Required work
1. According to the passage on phase shedding, what happens to the function if the central controller fails?
2. Write out the stretch of the passage on phase shedding from "Beyond the efficiency" through "thresholds in [8].", substituting "service life" for "lifespan".

Document
[Start]

At first, applied through systems based on centralized control units, the benefits of phase shedding, regarding efficiency at light loads, were highlighted in [2], where a fundamental study of the method was described. Further improvements towards an optimal implementation of phase shedding were achieved with digital time-optimal control in [3], average current compensation across phases during phase shedding for fast transient in [4], as well as binary-weighted current sharing for precise coverage of the load range in [5].

Beyond the efficiency issue, various other interests in phase shedding were developed, with advantages for the power stage lifespan by using a rotating phase-shedding method in [6] and the system lifespan with current threshold adaptation to the input current and frequency variation in [7]. Power losses were also taken into account, as temperature variations were involved in the computation of current thresholds in [8].

The classic version of the phase-shedding implementation consists of measuring the load current and consequently adjusting the number of active phases to always maintain the power efficiency in an area of high values and to avoid an excessive decrease in the power efficiency at high and low currents. This method requires the number of active phases to be managed by a centralized controller, which is capable of deciding how many phases must operate at the same time. If the central controller fails, the function is lost. This represents a SPOF, which can be penalizing in many applications, such as automotive applications, for instance, which must meet rigorous standards [9,10]. In order to solve this problem and offer a fault-tolerant solution, a distributed/decentralized method of control was proposed in [11] and is described in detail in this paper. Such a modular approach will make it possible to lose part of the system if there is a failure while allowing the remaining elements (controllers and power devices) to reconfigure on-the-fly and ensure mission continuity.

[End]

Information shown
[Start]

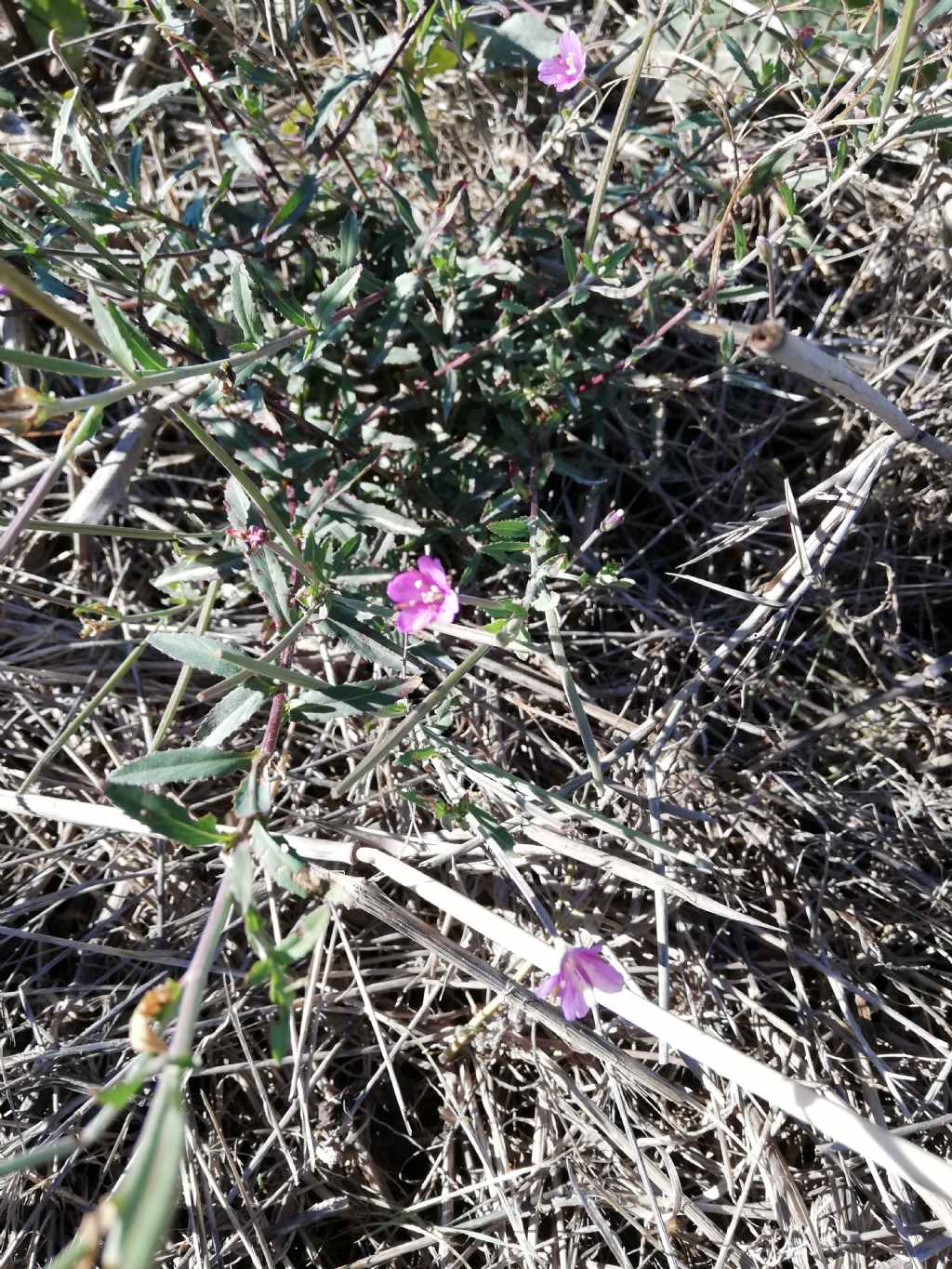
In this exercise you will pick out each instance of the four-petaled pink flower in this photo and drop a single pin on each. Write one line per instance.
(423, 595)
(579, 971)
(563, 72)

[End]

Responses in order
1. The function is lost.

2.
Beyond the efficiency issue, various other interests in phase shedding were developed, with advantages for the power stage service life by using a rotating phase-shedding method in [6] and the system service life with current threshold adaptation to the input current and frequency variation in [7]. Power losses were also taken into account, as temperature variations were involved in the computation of current thresholds in [8].